Vergangenen Donnerstag hatte die Weltgesundheitsorganisation (WHO) die Ausbreitung des Corona-Virus zur Pandemie erklärt. Der Bundesrat reagierte umgehend und verschärfte die Massnahmen, ehe er schliesslich den Notstand ausrief. Dem Laien dürfte seither klar sein: Eine Epidemie ist keine Pandemie.

Medizinisch betrachtet liegt die Unterscheidung im Wesentlichen in der Intensität: Während gemäss Bundesamt für Gesundheit (BAG) eine Epidemie eine stark gehäufte, örtlich und zeitlich begrenzt auftretende Infektionskrankheit ist, handelt es sich bei einer Pandemie um die Ausbreitung einer bestimmten Infektionskrankheit in vielen Ländern oder sogar Kontinenten.

Arbeitgeber fürchten um Versicherungsschutz

Im Versicherungsrecht tritt nun die Wichtigkeit dieser Unterscheidung ans Licht. Die Gretchenfrage: Haben Arbeitgeber, welche eine Epidemieversicherung abgeschlossen haben, Anspruch auf Schadenersatz für ihre Ertragsausfälle? Immerhin sind diese dem Virus und den daraus resultierenden Massnahmen des Bundesrates geschuldet.

Dies beschäftigt derzeit auch Ruedi Stöckli. Am Dienstagnachmittag traf sich der Präsident von Gastro Luzern mit seinen Verbandskollegen. Ein Thema war dabei der Versicherungsschutz der Gastronomen. Schnell wurde deutlich: Es ist nicht klar, ob die Verluste von den Versicherungen gedeckt werden. Stöckli sagt: «Die meisten Versicherungen argumentieren, dass wir zwar gegen Epidemien, aber nicht gegen Pandemien versichert sind.» Fast alle Verbandsmitglieder seien betroffen.

Untersuchte Daten
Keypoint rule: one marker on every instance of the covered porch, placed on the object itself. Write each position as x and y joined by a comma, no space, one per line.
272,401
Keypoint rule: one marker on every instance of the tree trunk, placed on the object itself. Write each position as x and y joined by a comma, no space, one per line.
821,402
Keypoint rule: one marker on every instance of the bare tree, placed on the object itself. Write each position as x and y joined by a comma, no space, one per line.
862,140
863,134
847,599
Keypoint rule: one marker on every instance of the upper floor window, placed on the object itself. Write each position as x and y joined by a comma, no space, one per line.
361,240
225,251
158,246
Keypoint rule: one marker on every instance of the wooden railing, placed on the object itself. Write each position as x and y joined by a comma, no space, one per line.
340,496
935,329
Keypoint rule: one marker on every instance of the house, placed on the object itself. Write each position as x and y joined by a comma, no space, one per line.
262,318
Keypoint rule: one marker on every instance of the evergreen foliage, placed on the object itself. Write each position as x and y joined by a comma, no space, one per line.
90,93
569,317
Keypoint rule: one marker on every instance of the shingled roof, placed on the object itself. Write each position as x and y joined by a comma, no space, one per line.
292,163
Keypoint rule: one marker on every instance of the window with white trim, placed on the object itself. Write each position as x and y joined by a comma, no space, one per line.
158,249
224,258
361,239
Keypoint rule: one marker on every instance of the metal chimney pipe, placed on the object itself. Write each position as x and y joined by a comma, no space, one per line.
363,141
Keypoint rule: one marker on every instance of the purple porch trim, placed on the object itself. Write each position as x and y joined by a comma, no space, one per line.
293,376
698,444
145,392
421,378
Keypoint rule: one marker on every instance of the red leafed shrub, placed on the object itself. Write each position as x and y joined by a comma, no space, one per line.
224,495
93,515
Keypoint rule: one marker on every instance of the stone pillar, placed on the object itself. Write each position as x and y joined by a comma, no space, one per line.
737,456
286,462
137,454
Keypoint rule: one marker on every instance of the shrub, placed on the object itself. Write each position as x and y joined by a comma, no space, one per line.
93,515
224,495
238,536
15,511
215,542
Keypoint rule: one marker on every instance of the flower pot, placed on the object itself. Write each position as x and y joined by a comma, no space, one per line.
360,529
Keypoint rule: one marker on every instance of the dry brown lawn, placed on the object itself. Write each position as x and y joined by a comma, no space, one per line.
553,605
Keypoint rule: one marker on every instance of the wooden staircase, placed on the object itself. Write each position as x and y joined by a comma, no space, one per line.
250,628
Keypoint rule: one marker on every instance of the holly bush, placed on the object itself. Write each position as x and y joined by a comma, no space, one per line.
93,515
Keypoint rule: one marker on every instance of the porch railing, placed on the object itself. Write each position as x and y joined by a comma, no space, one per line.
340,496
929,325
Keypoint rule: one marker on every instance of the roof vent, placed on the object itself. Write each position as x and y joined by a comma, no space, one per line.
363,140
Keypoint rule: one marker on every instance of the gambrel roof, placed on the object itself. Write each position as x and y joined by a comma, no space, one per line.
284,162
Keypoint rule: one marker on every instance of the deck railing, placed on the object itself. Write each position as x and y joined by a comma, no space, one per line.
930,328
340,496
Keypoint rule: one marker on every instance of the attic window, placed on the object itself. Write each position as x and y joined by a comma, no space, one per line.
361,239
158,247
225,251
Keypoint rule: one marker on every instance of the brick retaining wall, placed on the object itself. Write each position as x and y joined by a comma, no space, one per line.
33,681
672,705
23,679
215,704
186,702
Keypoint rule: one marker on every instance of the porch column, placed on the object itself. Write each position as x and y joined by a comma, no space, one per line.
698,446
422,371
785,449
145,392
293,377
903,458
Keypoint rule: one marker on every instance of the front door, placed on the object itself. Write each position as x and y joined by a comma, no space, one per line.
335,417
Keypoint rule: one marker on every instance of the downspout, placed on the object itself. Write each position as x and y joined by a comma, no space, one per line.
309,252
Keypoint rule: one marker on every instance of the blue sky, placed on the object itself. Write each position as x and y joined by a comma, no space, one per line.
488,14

Aufgabenstellung
Gib anhand des Textauszugs an, welche Funktion Ruedi Stöckli innehat. Die Einträge stammen aus einer anderen Quelle als der Textauszug.

Lösung
Ruedi Stöckli ist Präsident von Gastro Luzern.